• [WHAT IS BEING ASKED]
Retype the entries below line for line, changing nothing.

Collected data
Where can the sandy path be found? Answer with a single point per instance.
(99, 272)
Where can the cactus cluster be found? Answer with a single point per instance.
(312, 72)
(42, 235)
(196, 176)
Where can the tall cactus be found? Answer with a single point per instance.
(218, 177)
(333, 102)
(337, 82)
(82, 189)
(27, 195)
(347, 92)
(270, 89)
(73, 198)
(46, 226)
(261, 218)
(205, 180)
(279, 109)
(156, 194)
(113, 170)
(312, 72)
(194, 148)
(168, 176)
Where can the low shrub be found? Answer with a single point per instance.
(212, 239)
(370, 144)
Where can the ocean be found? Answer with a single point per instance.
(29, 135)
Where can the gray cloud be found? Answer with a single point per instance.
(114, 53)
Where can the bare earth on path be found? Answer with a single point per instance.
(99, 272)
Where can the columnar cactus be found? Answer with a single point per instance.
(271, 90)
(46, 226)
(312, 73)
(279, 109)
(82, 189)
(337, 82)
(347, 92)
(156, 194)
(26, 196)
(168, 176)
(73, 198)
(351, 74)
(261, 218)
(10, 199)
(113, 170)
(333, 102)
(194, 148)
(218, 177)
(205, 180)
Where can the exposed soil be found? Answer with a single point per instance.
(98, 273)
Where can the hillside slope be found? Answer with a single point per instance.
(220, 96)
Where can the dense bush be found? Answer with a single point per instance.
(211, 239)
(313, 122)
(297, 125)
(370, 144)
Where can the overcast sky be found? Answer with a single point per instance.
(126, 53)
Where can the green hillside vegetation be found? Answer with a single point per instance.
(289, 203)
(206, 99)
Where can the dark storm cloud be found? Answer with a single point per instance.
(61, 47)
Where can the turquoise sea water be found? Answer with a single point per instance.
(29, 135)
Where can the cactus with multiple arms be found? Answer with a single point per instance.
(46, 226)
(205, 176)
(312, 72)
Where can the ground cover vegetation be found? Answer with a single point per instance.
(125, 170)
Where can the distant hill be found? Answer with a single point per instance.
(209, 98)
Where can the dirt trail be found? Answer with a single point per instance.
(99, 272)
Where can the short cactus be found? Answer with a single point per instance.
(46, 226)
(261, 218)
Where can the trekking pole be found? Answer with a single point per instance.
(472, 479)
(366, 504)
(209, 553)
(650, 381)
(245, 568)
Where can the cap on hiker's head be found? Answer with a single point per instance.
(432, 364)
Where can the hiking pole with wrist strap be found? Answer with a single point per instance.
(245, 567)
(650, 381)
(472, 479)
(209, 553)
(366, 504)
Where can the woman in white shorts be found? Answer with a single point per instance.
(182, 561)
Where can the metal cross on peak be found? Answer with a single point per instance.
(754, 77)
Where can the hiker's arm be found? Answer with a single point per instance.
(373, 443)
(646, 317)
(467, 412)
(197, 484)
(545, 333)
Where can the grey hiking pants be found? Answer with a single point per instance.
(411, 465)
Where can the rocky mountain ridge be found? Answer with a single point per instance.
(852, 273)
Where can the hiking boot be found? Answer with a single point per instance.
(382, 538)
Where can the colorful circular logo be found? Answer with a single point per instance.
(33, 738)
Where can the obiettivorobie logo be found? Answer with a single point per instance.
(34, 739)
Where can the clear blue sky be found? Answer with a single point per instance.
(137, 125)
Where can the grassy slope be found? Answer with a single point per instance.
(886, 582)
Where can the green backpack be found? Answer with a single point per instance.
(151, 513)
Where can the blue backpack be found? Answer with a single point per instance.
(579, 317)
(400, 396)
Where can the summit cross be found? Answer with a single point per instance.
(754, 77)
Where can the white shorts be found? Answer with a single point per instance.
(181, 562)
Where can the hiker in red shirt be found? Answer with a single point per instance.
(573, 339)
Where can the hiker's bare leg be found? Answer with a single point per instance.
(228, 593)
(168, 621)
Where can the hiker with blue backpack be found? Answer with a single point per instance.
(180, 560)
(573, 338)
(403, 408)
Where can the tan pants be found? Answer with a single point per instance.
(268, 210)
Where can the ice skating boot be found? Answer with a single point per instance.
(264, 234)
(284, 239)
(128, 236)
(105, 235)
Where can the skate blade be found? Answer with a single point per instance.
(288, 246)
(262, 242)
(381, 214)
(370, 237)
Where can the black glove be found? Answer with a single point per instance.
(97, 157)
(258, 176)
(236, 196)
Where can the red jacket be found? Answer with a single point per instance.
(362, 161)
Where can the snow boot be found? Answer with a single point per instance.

• [RESULT OF THE EXERCISE]
Where can the sandy path be found? Answer with a single point per instance.
(99, 272)
Where can the cactus cluster be found? Answer with a single point per instance.
(312, 72)
(42, 235)
(196, 176)
Where can the tall cactus be found? Answer with a single point per instance.
(218, 177)
(333, 102)
(337, 82)
(82, 189)
(27, 195)
(347, 92)
(270, 89)
(73, 198)
(46, 226)
(261, 218)
(205, 180)
(279, 109)
(156, 194)
(113, 170)
(312, 72)
(194, 148)
(168, 176)
Where can the low shrub be found? Answer with a single point per instance.
(212, 239)
(370, 144)
Where can the ocean be found? Answer with a single point per instance.
(29, 135)
Where can the gray cloud be found? Answer with a single point per instance.
(114, 53)
Where can the bare earth on path be found? Answer with a single point per instance.
(99, 272)
Where can the columnar cactus be found? Answer with a single point per instance.
(271, 90)
(46, 226)
(312, 73)
(279, 109)
(82, 189)
(337, 82)
(347, 92)
(156, 194)
(26, 196)
(168, 176)
(73, 198)
(351, 74)
(261, 218)
(10, 199)
(113, 170)
(333, 102)
(194, 148)
(218, 177)
(205, 180)
Where can the exposed soil be found? Answer with a single point per instance.
(98, 273)
Where can the hillside slope be found? Answer with a single point per instance.
(220, 96)
Where can the dense bush be found? Answer with a single point per instance.
(211, 239)
(313, 122)
(297, 125)
(370, 144)
Where can the overcast sky be found? Answer with a single point per instance.
(126, 53)
Where can the green hillside vegetation be found? Answer with a single point per instance.
(289, 203)
(206, 99)
Where can the dark storm cloud be found? Answer with a single point per instance.
(61, 47)
Where can the turquoise sea water be found? Answer with a single point per instance.
(29, 135)
Where can the cactus with multiple arms be found? Answer with a single point per instance.
(46, 226)
(205, 176)
(312, 72)
Where can the ground cover vegetation be found? Answer with a single point per instance.
(125, 170)
Where can the distant hill be found? Answer with a single point per instance.
(209, 98)
Where can the dirt trail be found? Answer with a single point per instance.
(99, 272)
Where can the short cactus be found? Answer with a single point per instance.
(46, 226)
(261, 218)
Where can the trekking pole be found? Answer with a single point per instance.
(472, 479)
(366, 504)
(209, 553)
(650, 381)
(245, 568)
Where can the cap on hiker's head be found? Answer with a single point per instance.
(432, 364)
Where can the hiking pole with wrist strap be found? Answer with a single point per instance.
(245, 567)
(650, 381)
(472, 479)
(209, 553)
(366, 504)
Where can the woman in white shorts be found? Answer with a single point per instance.
(182, 561)
Where can the metal cross on peak be found? Answer with a single point per instance.
(754, 77)
Where can the hiker's arm be found? Answer with a single point per instance.
(373, 443)
(646, 317)
(467, 412)
(197, 484)
(545, 333)
Where can the grey hiking pants be found? Answer with a single point per instance.
(411, 465)
Where can the rocky mountain ridge be found? Answer with a single point per instance.
(852, 273)
Where can the hiking boot be found? Answer with a single point per instance.
(382, 538)
Where can the colorful circular logo be found? Answer with a single point per instance.
(33, 738)
Where can the obiettivorobie logo be found? Answer with a single point per instance.
(34, 739)
Where can the clear blue sky be found? Answer with a single point per instance.
(137, 125)
Where can the grassy slope be found? Answer with a single point per instance.
(886, 582)
Where can the green backpack be found? Answer with a single point per instance.
(151, 513)
Where can the blue backpack be found? Answer with a single point per instance.
(579, 317)
(400, 396)
Where can the summit cross be found? Answer with a single point per instance.
(754, 77)
Where can the white shorts be found? Answer with a single point per instance.
(181, 562)
Where can the hiker in red shirt be found? Answer with a single point per instance.
(573, 339)
Where can the hiker's bare leg be found? Answer with a single point per instance.
(228, 593)
(168, 621)
Where can the hiker with blue backpack be found? Answer with a single point per instance.
(180, 560)
(573, 338)
(403, 408)
Where can the tan pants be found? Answer with a single point per instance.
(268, 210)
Where can the ice skating boot be found? Answer with a single point per instance.
(264, 234)
(284, 239)
(128, 236)
(105, 235)
Where can the skate blade be found? Answer with a single point per instance.
(288, 246)
(262, 242)
(381, 214)
(370, 237)
Where can the black glove be found? Answer with a single point per instance.
(97, 157)
(258, 176)
(236, 196)
Where can the red jacket be found? Answer with a single point per instance.
(362, 161)
Where can the snow boot be found? Answer with a single point per instance.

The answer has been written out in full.